__Goal of the exercise__.
Reproduce the listing below, substituting "pixel position" for every occurrence of "pixel coordinate pair" and keeping everything else the same. Leave the pictures out of your answer.

···

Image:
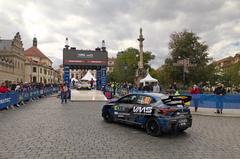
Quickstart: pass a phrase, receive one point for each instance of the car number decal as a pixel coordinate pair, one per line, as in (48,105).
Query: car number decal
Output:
(140,109)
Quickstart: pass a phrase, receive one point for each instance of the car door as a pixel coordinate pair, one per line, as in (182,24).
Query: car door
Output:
(143,106)
(123,106)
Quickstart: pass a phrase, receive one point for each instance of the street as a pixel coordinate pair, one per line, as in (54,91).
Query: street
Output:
(49,129)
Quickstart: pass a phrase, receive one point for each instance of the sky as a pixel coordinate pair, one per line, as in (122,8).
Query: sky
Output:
(87,22)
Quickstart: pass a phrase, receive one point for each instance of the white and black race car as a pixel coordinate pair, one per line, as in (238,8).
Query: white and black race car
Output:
(155,112)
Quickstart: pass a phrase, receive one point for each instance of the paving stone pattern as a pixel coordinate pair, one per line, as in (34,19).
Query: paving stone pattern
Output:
(48,129)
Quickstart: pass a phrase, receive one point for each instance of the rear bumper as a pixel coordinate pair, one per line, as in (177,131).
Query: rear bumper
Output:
(175,123)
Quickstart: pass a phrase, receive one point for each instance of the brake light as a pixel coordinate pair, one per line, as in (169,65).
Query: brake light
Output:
(167,111)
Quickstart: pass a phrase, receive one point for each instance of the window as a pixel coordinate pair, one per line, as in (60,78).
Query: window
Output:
(34,79)
(34,69)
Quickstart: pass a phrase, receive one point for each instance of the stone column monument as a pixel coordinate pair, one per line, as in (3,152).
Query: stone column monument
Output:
(141,72)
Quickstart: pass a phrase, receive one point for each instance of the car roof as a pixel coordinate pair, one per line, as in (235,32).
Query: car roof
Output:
(157,96)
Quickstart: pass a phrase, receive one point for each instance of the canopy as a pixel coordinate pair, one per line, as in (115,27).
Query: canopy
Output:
(74,79)
(148,78)
(88,77)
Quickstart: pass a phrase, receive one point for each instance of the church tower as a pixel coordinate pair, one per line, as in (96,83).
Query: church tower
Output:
(35,41)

···

__Solved exercise__.
Image:
Quickstart: pass a phrase, receive one point for each instance of the car number decal as a pixel position, one per line, as in (48,105).
Query: car number decal
Output:
(140,109)
Quickstart: pass a phrase, receive one point for each instance of the car door as a pixel position, one per line, as in (182,24).
Query: car door
Output:
(143,106)
(123,106)
Quickstart: pass a phrase, receive one point for each instance of the street as a pixel position, one per line, as in (54,91).
Query: street
Output:
(49,129)
Quickstart: pass a phrase, receive one point for each instance of the sky as a pixel position, one per line, as in (122,8).
Query: sky
Output:
(87,22)
Quickstart: pass a phrase, receive one point for each instance of the white and black race car as a pixel position, one per line, as in (238,8).
Query: white and black race car
Output:
(155,112)
Quickstart: pass a phrase, receive one point for each instance of the paving stone pattern as a pixel position, one per line, as in (34,19).
Query: paving stone pattern
Output:
(48,129)
Quickstart: pass a phrase, receive one point for each instance of the rear bumper as a pixel position, one per line, as in (177,131).
Query: rear bumper
Output:
(175,123)
Quickstart: pass a phrase, receive one point for each instance of the brake light as a pixel position, one per line, as in (169,65).
Query: brake light
Output:
(167,111)
Quickstart: pass a phrase, receive one point for each instance of the window as a pixel position, one per line, as in (60,78).
Query: window
Output:
(34,79)
(34,69)
Quickstart: pass a phrase, receive one point for each instance of the stone column monument as a pixel position, one per line, as in (3,152).
Query: stone column monument
Output:
(141,72)
Quickstart: pass a phrase, receive one point for each instance of the car roof as a pixel position, one per line, as in (235,32).
Query: car roof
Output:
(157,96)
Quickstart: pass a phrase, receive one point for each instance of the canopy as a pixel position, one per line, as in (115,27).
Query: canopy
Output:
(74,79)
(148,78)
(88,77)
Quickstart: pass a phrase, receive one point for each instance of the church tower as a pixel position, one per line, as in (96,83).
Query: church tower
Output:
(35,41)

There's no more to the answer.